> _Série de tâches_
a - Dans le passage sur l'examen de la LMSI, combien d'audiences les sous-comités ont-ils tenues ?
b - Transcrivez mot pour mot, dans le passage sur l'examen de la LMSI, tout ce qui va de « Dans l'exercice de » jusqu'à « de la LMSI. ».

> _Texte cité_

Dans l'exercice de leur mandat consistant à présenter un rapport au Parlement en décembre 1996, les sous-comités ont tenu neuf audiences, entendu 32 témoins à titre individuel ou de représentant et ont reçu des mémoires préparés par huit autres individus et groupes. Les sous-comités ont également recueilli les observations des agences responsables de l'administration de la LMSI.

Après avoir achevé leurs travaux, les sous-comités en sont arrivés à la conclusion que la LMSI donnait de bons résultats, qu'il était donc souhaitable de préserver cette loi et le processus prévu par elle, mais qu'il convenait de lui apporter certaines modifications mentionnées dans le rapport des sous-comités de décembre 1996 (le rapport):

Plusieurs intervenants ont proposé des changements à la LMSI. Les sous-comités sont d'avis que ces propositions ne sont pas des objections à la loi; il s'agit plutôt de tentatives de modifier l'équilibre entre les producteurs et les utilisateurs en aval des produits importés et les consommateurs. En outre, elles abordent la question des écarts entre les mécanismes de recours commerciaux du Canada et des États-Unis ou tentent d'améliorer les procédures d'application de la loi. Ces propositions sont examinées ci-après.

Une des modifications recommandées par les sous-comités touchait la politique du sous-ministre du Revenu national (le prédécesseur du défendeur) au sujet de la divulgation de renseignements confidentiels aux avocats. Les sous-comités font dans le rapport les commentaires suivants au sujet des observations de l'ACPA:

L'Association canadienne des producteurs d'acier propose que la LMSI soit modifiée pour permettre aux avocats un accès plus large à l'information confidentielle recueillie par Revenu Canada dans ses enquêtes sur les cas de droits antidumping ou compensateurs. Il y a deux choses qui militent en faveur d'un accès élargi. D'abord, cela permettrait aux parties intéressées de réfuter les arguments présentés, ce qui améliorerait la qualité et la fiabilité de la preuve. Ensuite, cela assurerait une procédure plus équitable et se traduirait par un rapprochement avec la politique appliquée par les États-Unis aux producteurs canadiens qui exportent dans ce pays.

> _Matériel_
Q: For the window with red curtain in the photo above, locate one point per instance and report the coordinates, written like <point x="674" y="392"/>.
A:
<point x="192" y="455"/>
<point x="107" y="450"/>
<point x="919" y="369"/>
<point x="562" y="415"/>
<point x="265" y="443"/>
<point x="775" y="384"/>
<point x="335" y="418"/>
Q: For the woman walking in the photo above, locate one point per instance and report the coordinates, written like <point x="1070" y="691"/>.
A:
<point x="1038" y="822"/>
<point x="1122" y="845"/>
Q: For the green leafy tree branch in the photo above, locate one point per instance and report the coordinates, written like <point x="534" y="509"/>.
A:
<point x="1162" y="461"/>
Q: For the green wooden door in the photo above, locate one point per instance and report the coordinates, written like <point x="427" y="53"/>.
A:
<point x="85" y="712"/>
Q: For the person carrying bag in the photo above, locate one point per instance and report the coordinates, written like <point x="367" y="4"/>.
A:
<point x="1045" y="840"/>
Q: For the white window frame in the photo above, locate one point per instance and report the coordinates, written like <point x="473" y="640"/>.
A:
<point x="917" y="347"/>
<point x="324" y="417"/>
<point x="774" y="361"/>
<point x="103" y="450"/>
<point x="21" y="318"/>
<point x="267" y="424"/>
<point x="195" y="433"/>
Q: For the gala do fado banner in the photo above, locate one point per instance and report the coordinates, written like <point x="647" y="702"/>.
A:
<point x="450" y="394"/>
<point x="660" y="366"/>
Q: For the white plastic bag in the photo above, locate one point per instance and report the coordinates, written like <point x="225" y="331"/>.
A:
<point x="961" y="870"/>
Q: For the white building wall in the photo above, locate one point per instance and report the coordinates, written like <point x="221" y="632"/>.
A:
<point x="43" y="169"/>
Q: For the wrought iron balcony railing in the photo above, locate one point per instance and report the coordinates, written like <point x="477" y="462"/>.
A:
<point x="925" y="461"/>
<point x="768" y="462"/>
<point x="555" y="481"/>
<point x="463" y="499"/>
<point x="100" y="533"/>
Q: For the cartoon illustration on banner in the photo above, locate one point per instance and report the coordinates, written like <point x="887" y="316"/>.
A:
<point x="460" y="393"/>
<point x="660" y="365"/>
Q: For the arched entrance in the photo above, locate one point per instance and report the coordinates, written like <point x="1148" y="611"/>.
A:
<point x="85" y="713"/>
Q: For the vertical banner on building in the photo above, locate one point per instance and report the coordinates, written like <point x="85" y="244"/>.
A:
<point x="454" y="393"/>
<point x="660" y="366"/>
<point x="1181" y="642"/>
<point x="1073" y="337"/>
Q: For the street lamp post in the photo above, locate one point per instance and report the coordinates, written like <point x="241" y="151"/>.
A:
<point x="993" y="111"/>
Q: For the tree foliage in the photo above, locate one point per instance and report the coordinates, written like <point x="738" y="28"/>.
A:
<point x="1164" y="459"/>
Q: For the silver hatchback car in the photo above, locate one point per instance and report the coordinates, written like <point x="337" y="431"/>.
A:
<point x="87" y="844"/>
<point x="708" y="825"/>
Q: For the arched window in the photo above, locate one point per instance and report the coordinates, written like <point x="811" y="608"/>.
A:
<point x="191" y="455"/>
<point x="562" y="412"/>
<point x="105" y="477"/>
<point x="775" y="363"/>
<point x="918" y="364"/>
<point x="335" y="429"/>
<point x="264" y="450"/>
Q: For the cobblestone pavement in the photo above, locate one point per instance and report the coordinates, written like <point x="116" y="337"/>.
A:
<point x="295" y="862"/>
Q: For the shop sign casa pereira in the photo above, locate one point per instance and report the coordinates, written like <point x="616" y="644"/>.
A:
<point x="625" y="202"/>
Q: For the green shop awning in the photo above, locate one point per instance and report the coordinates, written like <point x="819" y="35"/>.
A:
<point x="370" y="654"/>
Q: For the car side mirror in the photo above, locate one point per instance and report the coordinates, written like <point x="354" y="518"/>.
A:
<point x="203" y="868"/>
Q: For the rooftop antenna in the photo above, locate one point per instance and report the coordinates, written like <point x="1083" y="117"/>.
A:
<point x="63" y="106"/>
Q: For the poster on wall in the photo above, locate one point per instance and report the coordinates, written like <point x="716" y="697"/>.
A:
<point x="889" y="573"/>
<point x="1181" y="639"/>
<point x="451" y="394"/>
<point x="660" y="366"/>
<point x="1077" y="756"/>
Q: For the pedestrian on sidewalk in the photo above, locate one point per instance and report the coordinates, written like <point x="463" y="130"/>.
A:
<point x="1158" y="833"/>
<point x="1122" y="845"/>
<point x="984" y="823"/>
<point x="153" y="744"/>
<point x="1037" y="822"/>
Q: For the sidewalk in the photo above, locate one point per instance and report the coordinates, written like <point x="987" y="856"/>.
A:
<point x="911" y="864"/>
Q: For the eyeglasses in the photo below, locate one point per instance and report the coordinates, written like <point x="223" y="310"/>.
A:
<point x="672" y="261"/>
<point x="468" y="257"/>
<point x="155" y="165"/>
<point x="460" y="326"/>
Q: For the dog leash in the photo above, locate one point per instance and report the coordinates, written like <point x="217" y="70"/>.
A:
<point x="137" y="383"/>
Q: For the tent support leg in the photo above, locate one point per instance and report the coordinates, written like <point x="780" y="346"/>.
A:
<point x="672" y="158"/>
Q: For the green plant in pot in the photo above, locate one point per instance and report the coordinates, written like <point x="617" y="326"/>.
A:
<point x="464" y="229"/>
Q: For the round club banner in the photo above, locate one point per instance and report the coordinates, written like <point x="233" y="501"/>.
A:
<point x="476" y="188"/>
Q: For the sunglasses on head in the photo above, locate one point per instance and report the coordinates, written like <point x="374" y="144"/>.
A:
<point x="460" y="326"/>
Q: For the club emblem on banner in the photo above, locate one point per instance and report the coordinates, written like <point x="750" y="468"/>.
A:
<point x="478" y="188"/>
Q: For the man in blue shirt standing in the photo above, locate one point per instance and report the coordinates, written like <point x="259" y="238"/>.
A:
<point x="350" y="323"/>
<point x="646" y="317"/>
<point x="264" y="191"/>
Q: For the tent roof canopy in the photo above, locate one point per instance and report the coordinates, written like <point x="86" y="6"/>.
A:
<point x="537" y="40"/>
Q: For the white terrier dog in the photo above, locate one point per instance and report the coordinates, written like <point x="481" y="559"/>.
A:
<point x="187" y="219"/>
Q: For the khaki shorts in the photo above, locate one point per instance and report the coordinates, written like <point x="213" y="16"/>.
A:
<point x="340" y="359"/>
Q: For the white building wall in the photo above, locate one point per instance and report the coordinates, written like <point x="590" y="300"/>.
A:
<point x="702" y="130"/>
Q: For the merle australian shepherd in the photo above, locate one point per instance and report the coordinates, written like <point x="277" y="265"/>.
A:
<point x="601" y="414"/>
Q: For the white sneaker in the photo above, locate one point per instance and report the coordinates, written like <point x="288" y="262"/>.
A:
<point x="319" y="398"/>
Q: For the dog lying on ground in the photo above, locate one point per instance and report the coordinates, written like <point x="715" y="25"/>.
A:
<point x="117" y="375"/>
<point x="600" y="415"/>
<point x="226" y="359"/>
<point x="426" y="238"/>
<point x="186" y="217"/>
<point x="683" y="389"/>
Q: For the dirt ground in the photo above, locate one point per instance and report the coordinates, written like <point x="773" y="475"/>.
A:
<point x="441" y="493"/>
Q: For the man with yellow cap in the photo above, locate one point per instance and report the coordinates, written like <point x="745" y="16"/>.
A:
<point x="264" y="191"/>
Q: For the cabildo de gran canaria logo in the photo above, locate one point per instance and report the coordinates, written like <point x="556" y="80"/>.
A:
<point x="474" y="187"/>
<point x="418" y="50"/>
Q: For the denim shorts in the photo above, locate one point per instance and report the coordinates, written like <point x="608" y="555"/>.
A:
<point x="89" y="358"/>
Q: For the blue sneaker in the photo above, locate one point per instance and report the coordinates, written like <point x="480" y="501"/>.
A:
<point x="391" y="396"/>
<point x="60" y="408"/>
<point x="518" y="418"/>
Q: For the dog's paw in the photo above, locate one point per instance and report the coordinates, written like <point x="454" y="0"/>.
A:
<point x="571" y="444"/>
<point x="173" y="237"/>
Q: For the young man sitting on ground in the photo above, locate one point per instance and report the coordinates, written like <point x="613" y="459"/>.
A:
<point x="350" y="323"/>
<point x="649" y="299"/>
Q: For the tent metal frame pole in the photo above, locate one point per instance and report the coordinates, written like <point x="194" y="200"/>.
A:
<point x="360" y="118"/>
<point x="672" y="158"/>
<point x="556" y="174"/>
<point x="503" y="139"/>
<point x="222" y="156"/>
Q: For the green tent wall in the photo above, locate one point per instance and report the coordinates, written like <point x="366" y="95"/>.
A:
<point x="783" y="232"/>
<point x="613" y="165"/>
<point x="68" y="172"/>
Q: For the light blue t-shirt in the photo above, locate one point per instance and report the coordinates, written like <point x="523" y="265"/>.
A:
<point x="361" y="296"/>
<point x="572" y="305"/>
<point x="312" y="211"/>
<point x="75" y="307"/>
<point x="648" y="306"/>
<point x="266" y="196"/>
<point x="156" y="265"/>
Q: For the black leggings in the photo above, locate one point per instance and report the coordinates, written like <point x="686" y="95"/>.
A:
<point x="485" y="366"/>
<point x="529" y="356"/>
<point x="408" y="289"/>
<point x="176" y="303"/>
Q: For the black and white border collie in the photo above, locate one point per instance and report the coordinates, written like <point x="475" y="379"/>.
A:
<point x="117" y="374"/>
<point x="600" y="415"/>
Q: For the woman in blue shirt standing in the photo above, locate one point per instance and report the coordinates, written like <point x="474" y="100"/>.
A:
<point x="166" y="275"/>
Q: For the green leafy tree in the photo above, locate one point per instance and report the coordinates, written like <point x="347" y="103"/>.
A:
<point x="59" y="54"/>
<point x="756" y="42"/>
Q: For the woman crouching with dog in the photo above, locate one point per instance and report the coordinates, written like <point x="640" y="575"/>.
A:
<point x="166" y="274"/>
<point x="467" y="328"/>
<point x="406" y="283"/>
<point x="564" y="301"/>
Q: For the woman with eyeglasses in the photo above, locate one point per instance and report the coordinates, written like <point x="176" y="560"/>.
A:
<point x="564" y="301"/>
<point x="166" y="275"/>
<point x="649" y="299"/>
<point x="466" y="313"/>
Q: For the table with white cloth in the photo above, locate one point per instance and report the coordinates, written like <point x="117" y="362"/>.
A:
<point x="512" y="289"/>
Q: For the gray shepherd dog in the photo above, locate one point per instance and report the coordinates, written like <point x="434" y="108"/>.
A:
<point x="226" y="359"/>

> _Réponses dans l'ordre_
a - Neuf audiences.

b -
Dans l'exercice de leur mandat consistant à présenter un rapport au Parlement en décembre 1996, les sous-comités ont tenu neuf audiences, entendu 32 témoins à titre individuel ou de représentant et ont reçu des mémoires préparés par huit autres individus et groupes. Les sous-comités ont également recueilli les observations des agences responsables de l'administration de la LMSI.